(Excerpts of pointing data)
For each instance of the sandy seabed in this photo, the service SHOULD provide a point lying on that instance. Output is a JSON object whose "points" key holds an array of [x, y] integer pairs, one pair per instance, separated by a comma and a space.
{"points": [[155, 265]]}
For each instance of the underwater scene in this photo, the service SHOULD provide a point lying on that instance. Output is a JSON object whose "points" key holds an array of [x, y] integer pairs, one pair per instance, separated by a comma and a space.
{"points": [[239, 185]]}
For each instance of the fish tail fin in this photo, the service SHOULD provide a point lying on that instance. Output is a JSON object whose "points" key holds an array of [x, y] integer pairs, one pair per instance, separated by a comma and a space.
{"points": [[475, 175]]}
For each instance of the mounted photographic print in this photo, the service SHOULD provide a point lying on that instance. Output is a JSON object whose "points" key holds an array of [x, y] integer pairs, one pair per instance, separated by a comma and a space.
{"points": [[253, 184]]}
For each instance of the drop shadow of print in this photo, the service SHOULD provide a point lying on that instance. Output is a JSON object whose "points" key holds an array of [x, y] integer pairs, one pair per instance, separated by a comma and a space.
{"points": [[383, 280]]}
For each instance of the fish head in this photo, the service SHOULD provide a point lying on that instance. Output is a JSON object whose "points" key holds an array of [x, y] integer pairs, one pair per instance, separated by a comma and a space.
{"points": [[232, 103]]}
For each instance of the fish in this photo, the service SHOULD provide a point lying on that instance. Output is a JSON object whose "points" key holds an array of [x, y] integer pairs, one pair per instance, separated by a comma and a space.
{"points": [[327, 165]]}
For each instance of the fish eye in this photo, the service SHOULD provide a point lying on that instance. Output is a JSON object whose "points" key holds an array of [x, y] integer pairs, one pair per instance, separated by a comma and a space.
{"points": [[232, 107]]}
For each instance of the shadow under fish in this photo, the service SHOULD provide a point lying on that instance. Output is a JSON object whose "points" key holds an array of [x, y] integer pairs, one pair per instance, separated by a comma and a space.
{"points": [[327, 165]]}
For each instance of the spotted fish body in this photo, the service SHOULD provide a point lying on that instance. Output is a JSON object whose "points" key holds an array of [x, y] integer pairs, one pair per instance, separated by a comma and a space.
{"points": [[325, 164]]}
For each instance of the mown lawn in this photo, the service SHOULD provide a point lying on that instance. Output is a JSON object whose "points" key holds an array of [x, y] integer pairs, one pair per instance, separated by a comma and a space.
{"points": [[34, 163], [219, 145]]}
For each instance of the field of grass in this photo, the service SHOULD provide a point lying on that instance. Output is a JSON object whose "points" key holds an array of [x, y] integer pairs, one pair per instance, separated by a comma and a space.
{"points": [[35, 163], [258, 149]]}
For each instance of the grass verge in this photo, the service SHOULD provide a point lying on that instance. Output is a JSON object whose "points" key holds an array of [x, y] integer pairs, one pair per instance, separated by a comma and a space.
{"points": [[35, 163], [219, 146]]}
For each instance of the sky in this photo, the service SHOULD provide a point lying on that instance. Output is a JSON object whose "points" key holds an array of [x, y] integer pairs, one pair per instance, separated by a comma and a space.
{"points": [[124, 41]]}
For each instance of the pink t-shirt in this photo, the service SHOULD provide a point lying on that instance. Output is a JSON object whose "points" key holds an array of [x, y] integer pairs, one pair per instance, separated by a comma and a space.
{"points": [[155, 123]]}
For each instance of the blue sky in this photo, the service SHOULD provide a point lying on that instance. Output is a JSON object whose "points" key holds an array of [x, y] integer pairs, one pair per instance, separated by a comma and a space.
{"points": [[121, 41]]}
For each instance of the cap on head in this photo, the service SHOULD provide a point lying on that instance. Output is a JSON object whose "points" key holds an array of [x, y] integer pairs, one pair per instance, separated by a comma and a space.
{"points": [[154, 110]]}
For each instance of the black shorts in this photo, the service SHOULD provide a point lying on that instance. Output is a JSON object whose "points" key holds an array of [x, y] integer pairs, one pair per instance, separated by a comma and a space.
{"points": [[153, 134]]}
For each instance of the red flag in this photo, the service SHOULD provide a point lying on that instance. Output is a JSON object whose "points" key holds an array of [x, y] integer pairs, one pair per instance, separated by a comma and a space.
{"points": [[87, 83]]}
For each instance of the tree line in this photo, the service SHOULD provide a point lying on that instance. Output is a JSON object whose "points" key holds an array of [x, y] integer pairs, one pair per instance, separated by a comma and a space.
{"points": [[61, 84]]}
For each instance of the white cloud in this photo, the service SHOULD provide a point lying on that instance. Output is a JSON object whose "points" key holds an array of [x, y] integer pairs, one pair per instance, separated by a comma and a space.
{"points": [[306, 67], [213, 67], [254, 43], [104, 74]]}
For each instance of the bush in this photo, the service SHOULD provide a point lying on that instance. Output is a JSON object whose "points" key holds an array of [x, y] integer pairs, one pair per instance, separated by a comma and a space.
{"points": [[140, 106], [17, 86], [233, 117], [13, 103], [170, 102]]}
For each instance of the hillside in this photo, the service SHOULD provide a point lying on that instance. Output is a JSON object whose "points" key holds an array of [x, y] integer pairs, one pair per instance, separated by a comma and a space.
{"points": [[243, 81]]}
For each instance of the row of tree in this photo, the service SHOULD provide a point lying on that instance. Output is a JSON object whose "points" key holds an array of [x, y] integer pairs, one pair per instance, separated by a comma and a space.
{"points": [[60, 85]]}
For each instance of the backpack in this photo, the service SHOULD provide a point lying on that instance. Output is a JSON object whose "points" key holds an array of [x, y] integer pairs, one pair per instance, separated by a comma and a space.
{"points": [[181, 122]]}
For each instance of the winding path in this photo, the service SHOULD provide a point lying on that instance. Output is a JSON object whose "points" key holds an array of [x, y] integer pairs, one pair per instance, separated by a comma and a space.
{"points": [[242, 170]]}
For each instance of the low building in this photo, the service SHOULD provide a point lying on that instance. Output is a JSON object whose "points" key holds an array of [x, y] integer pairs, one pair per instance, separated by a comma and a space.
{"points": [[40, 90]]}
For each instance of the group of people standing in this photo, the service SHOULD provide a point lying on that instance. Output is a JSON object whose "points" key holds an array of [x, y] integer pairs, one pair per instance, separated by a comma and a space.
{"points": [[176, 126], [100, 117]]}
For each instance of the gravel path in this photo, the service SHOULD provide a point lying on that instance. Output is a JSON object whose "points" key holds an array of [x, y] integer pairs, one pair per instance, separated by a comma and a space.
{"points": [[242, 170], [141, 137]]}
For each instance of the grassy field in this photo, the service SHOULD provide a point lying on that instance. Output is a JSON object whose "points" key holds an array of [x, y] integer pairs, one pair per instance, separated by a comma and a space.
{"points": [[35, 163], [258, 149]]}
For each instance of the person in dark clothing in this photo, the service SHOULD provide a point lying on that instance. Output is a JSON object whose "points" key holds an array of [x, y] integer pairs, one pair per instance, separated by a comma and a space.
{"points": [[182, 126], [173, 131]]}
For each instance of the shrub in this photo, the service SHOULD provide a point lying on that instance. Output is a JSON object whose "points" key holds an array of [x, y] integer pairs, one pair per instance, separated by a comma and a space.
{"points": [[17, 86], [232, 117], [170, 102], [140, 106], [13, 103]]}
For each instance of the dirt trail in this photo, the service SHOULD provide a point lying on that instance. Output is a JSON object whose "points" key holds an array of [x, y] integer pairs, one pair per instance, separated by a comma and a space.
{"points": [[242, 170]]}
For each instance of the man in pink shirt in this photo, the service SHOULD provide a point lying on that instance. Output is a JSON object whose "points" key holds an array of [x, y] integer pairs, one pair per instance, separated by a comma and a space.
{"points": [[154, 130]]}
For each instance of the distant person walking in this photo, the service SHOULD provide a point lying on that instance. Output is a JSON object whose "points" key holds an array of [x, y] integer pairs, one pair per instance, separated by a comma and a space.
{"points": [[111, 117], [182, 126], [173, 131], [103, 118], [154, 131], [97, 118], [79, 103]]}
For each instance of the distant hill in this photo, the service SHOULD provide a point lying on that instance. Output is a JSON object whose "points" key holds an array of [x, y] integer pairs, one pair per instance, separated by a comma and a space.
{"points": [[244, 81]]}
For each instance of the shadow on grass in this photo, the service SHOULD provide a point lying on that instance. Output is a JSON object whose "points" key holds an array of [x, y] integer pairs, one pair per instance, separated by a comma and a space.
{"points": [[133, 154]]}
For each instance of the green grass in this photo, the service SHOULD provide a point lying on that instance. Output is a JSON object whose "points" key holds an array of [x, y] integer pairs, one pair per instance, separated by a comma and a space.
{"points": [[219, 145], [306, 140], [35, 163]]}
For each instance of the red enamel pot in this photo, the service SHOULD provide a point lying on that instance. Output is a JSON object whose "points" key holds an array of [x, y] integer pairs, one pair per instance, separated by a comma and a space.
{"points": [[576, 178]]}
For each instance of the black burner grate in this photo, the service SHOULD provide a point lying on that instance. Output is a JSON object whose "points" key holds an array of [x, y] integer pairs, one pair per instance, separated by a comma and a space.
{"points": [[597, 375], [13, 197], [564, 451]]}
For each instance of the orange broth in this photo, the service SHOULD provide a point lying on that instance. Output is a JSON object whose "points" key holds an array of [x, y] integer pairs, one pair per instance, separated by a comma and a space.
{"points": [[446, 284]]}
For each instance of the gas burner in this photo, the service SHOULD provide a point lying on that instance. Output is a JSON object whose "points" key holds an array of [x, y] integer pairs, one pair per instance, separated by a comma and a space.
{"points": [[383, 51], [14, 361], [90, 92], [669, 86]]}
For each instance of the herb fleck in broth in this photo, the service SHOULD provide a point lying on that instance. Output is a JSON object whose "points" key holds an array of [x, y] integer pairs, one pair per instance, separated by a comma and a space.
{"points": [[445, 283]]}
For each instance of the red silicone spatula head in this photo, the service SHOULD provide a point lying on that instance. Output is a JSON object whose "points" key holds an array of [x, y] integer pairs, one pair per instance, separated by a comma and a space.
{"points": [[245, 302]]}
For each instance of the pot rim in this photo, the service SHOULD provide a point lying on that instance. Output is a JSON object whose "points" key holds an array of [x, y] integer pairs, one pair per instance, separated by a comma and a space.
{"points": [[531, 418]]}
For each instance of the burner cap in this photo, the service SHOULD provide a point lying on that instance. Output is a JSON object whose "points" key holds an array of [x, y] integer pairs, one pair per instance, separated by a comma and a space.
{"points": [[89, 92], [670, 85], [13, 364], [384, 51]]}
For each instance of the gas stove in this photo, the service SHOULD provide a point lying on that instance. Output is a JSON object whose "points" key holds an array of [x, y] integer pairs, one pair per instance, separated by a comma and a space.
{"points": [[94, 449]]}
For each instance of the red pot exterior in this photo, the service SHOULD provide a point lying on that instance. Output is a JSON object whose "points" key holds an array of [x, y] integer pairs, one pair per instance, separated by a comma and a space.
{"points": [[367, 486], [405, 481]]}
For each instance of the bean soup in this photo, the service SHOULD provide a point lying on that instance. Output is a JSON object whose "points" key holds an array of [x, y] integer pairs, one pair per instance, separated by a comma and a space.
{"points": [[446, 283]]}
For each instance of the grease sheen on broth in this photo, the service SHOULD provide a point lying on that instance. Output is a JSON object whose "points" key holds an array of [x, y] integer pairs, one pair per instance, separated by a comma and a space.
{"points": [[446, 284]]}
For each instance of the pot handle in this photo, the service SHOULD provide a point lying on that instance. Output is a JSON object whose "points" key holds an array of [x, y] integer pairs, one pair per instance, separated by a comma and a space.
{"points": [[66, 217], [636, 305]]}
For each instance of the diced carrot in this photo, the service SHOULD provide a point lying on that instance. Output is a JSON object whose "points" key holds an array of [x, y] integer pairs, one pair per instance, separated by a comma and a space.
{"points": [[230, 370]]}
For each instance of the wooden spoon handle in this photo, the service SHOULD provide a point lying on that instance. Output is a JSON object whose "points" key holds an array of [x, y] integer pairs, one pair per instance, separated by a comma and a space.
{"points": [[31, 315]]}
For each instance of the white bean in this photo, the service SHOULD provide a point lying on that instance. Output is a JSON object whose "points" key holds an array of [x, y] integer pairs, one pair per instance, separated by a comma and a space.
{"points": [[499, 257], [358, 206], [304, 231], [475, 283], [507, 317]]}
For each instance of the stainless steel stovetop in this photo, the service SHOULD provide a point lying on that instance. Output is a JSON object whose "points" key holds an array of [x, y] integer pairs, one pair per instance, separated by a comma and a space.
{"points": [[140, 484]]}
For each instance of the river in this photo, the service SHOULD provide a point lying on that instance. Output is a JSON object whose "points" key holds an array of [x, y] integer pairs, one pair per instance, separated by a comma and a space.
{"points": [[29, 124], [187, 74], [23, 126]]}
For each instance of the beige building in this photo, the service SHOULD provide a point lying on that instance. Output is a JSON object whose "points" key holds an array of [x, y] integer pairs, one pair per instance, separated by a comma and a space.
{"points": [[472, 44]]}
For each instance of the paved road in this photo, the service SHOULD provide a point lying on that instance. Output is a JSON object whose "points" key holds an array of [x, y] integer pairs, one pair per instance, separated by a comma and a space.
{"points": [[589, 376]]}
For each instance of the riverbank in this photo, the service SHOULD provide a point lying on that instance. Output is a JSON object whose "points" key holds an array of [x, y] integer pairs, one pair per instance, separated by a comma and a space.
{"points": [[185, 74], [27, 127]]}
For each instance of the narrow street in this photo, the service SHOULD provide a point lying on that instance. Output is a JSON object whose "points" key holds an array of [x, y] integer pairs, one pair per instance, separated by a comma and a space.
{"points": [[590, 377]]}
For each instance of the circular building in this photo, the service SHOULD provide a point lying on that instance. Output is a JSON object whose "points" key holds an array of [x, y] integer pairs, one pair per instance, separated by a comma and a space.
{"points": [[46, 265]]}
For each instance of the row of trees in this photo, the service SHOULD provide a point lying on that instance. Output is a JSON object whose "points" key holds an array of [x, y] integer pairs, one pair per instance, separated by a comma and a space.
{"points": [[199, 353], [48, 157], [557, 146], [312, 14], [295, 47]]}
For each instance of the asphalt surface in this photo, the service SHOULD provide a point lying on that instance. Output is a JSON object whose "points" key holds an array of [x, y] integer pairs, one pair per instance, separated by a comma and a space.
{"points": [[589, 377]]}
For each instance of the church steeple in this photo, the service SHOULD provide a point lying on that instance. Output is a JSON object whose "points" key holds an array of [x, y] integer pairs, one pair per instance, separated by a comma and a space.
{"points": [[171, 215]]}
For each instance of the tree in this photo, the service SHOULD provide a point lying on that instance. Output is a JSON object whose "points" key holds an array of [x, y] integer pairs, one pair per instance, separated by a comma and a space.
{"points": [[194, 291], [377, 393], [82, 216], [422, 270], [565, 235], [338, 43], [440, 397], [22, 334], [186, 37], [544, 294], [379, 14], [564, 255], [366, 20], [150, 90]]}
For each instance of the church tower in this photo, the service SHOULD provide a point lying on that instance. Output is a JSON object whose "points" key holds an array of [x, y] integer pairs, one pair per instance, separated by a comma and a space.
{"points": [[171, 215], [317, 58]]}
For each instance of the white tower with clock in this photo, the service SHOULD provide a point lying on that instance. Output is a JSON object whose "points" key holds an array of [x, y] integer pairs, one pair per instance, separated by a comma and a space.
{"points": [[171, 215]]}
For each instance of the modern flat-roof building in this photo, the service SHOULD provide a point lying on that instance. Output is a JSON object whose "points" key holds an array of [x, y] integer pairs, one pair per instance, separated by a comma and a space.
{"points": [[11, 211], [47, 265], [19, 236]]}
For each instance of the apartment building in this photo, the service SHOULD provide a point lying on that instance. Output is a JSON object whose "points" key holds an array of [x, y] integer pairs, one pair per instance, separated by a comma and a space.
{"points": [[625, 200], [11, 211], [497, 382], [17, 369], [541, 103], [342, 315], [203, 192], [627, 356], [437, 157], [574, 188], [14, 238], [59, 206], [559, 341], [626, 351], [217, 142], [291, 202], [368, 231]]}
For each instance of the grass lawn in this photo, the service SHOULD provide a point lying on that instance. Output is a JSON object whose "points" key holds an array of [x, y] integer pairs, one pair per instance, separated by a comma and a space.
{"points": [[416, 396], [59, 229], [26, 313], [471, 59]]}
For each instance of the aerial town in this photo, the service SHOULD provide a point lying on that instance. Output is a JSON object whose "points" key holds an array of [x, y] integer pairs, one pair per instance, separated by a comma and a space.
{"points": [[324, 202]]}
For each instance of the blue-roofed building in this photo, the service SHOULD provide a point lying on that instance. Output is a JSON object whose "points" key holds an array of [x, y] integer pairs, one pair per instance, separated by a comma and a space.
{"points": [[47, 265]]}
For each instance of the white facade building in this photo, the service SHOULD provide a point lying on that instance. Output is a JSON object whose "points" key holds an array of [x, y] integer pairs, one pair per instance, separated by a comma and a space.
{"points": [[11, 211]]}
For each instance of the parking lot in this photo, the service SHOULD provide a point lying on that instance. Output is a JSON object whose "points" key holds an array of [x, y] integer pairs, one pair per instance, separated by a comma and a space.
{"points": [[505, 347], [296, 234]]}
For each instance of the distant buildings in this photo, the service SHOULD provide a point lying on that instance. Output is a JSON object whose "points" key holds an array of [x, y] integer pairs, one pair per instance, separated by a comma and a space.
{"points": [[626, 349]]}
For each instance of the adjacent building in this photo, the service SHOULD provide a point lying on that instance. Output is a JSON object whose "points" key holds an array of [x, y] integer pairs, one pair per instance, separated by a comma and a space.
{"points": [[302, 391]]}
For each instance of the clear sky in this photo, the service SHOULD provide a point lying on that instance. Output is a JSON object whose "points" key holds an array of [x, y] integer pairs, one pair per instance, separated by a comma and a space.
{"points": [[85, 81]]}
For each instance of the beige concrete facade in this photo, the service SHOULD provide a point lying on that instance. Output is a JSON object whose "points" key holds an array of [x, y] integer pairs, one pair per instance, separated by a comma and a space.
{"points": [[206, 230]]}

• Given exercise: Set down only these lines, exactly: the line containing "For each instance of the adjacent" and each line after it, through the end of the listing.

• Output:
For each instance of the adjacent building in this photo, the service SHOULD provide a point lying on that instance. Output is a JSON object whose "points" key holds an array of [x, y] integer pairs, one pair per instance, separated by a comma and a space.
{"points": [[302, 391]]}
For each instance of the clear sky in this photo, the service SHOULD provide a point lying on that instance. Output is a JSON object whose "points" key holds an array of [x, y] integer pairs, one pair per instance, separated by a comma and a space.
{"points": [[85, 81]]}
For each instance of the beige concrete facade in this photo, the service SHOULD provide a point lying on that instance. Output is a JSON object whose "points" key holds an array of [x, y] integer pairs, one pair per instance, separated by a comma and a space.
{"points": [[206, 230]]}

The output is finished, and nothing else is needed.